EXERCISE PROMPT: Each line below from the one containing "target | pupil" through the one containing "target | mouth" should be output exactly as it stands, and no other line should appear.

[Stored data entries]
╔══

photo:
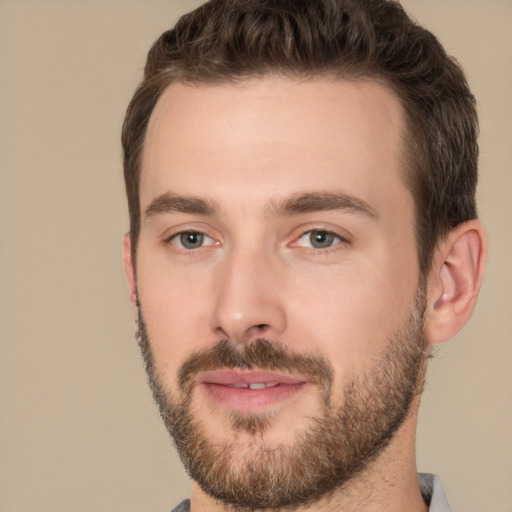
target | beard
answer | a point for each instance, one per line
(338, 444)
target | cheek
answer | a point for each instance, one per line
(351, 315)
(176, 312)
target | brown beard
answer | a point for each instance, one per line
(339, 443)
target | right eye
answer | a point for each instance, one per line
(190, 240)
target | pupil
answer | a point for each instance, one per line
(191, 240)
(321, 239)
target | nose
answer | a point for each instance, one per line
(248, 298)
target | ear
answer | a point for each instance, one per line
(454, 281)
(129, 270)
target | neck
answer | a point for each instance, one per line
(388, 484)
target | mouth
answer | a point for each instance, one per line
(250, 391)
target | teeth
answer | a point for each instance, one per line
(254, 385)
(262, 385)
(258, 385)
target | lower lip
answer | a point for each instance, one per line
(251, 400)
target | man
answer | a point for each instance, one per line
(301, 180)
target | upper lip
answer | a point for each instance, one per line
(244, 378)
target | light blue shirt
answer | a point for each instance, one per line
(430, 486)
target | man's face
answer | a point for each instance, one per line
(278, 279)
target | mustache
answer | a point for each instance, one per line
(261, 354)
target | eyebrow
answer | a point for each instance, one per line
(169, 203)
(322, 201)
(293, 205)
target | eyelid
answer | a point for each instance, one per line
(342, 235)
(177, 231)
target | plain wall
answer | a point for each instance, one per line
(78, 429)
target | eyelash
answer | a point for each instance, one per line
(338, 241)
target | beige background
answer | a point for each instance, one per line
(78, 430)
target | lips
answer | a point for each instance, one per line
(249, 391)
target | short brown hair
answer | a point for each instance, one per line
(232, 40)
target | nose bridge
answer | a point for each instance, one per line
(248, 304)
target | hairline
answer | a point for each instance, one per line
(409, 166)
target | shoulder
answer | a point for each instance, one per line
(433, 492)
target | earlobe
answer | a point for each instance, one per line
(454, 281)
(129, 270)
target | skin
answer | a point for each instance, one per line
(247, 151)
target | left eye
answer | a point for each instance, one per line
(318, 239)
(191, 240)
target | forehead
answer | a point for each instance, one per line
(290, 135)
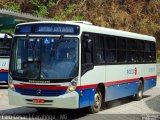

╚══

WRITTEN REPLY:
target | pupil
answer | a point for each instance, one per line
(191, 240)
(321, 239)
target | nose
answer | a point for each instance, one per line
(248, 298)
target | ear
answer | a point for each instance, one per line
(454, 281)
(129, 270)
target | neck
answer | a point for each instance, one per line
(388, 484)
target | mouth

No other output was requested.